*** SOURCE EXTRACT
Cost cutting is not viewed strategically (or favorably) by the rest of the Supply Chain either. If you think otherwise, then tell me, have you asked them? This might help explain the absolutely horrendous change management issues that we have all faced as practitioners. Cost reduction is not very high on the goal sheet of any of our major internal stakeholders, other than the CFO. And if it is, it’s either there temporarily or was imposed by someone else. What your stakeholders and their stakeholders will say is that they want Exceptional Business Results (EBR) that drive long term competitive advantage. Since the focus on cost or Total Cost of Ownership (TCO) ignores many of the other elements that contribute to EBR, it may actually be sub-optimizing the entire system. While I do understand that we have moved from the traditional three-bids-and-a-buy to using TCO calculations, risk analysis, supplier management, decision optimizing, and all of the other best practices out there that you can buy in cubes, magic boxes, checker boards and benchmarking quartiles, it’s still not enough! Since the initial goal of the process is cutting costs, it will always be like rolling a large boulder up the devil’s staircase. We lose the argument with the entire system before we even start the conversation because they see the goal of cutting costs as a threat to the rest of those elements in their system that are contributing value towards EBR. In most cases, they are right. Most of the time, Sourcing doesn’t even know what those elements are — forget about knowing what their impact is on the EBR. This also explains why Strategic Sourcing has never been fully integrated into the Supply Chain and why many still continue to think of those two functions as separate from each other.

In addition, the argument that we proposed almost ten (10) years ago, that the sourcing process cannot be strategic and competitive differentiator if everyone else is also doing it, still holds. Think about it. We are all using basically the same process, going to the same supply base and trying to extract the same leverage using the same techniques. What we have just described is a “commoditized” process. Beating down the same suppliers that all your competitors are beating down for the same 3-5% savings just isn’t strategic. Call it something else, but it isn’t strategic!
******
*** MATERIAL
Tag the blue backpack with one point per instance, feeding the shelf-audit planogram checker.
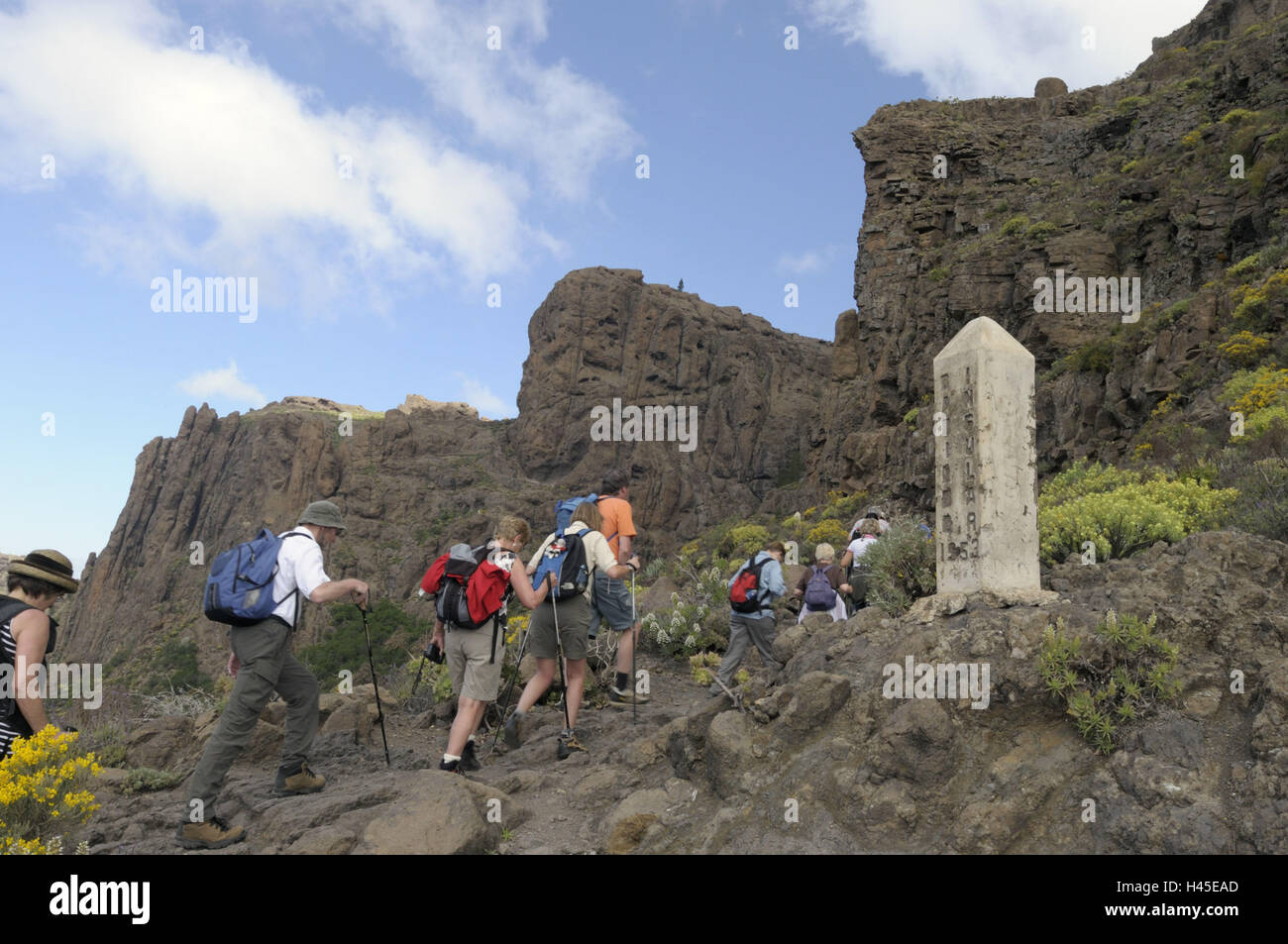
(565, 509)
(566, 559)
(240, 586)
******
*DIRECTIVE A:*
Using the passage on strategic sourcing above, answer each question:
(i) Which major internal stakeholder does it name as the exception with cost reduction high on the goal sheet?
(ii) What do stakeholders say they want, according to it?
(iii) What savings range does it give for beating down the same suppliers as competitors?
*DIRECTIVE B:*
How would you render this sentence from the passage on strategic sourcing in Spanish: "Cost reduction is not very high on the goal sheet of any of our major internal stakeholders, other than the CFO."
*DIRECTIVE C:*
Can you pick up the passage on strategic sourcing after its final sentence and carry the argument forward?
The data above comes from a separate source.

*EXERCISE RESPONSE A:*
(i) The CFO.
(ii) Exceptional Business Results (EBR) that drive long term competitive advantage.
(iii) 3-5%.

*EXERCISE RESPONSE B:*
La reducción de costos no ocupa un lugar muy alto en la lista de objetivos de ninguno de nuestros principales interesados internos, salvo el director financiero.

*EXERCISE RESPONSE C:*
We can continue to differentiate ourselves on the basis of improving this “commoditized” process using best practices OR we can fundamentally alter the game by using a set of next practices. We can either compete against others or we can move our organizations to competition free zones. We can either benchmark ourselves against others who are all in the “commodity” world or we can re-define the measurement system so there is no benchmark for a while. We can either move up and down the traditional TCO curve or create and relocate to a totally different value curve. We can either defend our position in existing markets or create new markets. How great would it be to get the best terms for a contract without ever needing to negotiate? That’s what I’m proposing.

There are intended consequences and unintended consequences to all Strategic Sourcing decisions. Some of these consequences have a positive impact on the overall value while others have a negative impact. Some of these are known consequences while many are unknown consequences. Since the Strategic Sourcing process is based on TCO, it often only takes into account some of the variables needed to create Exceptional Business Results. As it stands, the Strategic Sourcing process is constrained from ever incorporating all of the variables mentioned above (intended consequences, unintended consequences, positive and negative, etc.). The result, many times, is a decision that clearly optimizes at the TCO level but sub-optimizes at the system level. (Exceptional Business Results Sourcing optimizes at a systems level). Tweaking the current process with best practices will certainly give you some benefits but it will clearly not lead to any type of sustainable transformation or EBR. For that you need next practices. And over the last year, we’ve created a suite of services to help our clients capture increasing value through each step-change of the Strategic Transformation. That is the summation of our argument.

While some organizations have clearly made very good progress in elevating the role and strategic importance of the sourcing / supply chain function, I think it is safe to say that we are nowhere close to being where we all thought we were going to be by now. Wouldn’t you agree? We will also be discussing this and similar topics on our own blog, News U Can Use. Come by and weigh in on the discussion!

Thanks, Dalip!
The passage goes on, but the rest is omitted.